» **Supplied text**:
%%

I felt better on Monday, but by then the Illinois and Dubuque contingents had to leave. Even with my improved mood I wasn't feeling gregarious, so I squandered my last chance to converse with the remaining Georgia relatives for at least a year (except Uncle Mike, who owns and visits the farm often for maintenance and caretaking). Cousins Laura and Susan whipped up a batch of spaghetti for an early supper, immediately following which I said goodbye and left for the train with the folks.
That was a tense ride. By the time we hit Zearing (5 miles into the trip), I wasn't sure I could handle the stress. On I-35 my anxiety let up as I initiated another game of "Name That Tune: Classic Rock Edition" with Dad. He got "He Ain't Heavy, He's My Brother" and almost choked up telling me the origin of the song title. It was what a kid carrying his brother said to Father Flanagan (he of Boys' Town fame) when they showed up at the father's door. When we stopped for gas at a Des Moines suburb, I told Dad it'd been a tough weekend for me. I didn't say why, and he didn't ask.
The decent atmosphere prevailed until we reached Osceola, a town well south of Des Moines and site of the nearest Amtrak stop. The station was old and maintained on the cheap. The ticket office was barren and strewn with loose papers, like an overseas military HQ in the last days of the British Empire. The benches, though, were classic and in reasonably good shape. The lady in the ticket office informed us the train was running an hour late, giving us 2 hours to kill.
We cruised a residential 'hood and parked in the town square to walk around. It was a typical small town Main Street. Most of the buildings were early 20th Century, half of which housed local businesses: cinema, hardware store, tailor, medical equipment, tavern, Chinese and (Midwestern) American restaurants. The other half were empty. At the conclusion of our walking tour the boredom was overpowering. I realized what made it so unpleasant was being with my parents. I said, "I can't remember the last time I was this bored." Dad laughed and said I should get used to it if I was gonna travel by train.

%%

» **Complete the following**:
a: Please duplicate the passage of the train trip account starting with "We cruised a" and going on through "travel by train.".
b: In the train trip account, which town was the site of the nearest Amtrak stop?

» **Collected data**:
%%

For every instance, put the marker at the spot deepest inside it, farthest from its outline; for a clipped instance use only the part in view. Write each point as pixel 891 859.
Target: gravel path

%%

» **Solutions to the exercise**:
a:
We cruised a residential 'hood and parked in the town square to walk around. It was a typical small town Main Street. Most of the buildings were early 20th Century, half of which housed local businesses: cinema, hardware store, tailor, medical equipment, tavern, Chinese and (Midwestern) American restaurants. The other half were empty. At the conclusion of our walking tour the boredom was overpowering. I realized what made it so unpleasant was being with my parents. I said, "I can't remember the last time I was this bored." Dad laughed and said I should get used to it if I was gonna travel by train.

b: Osceola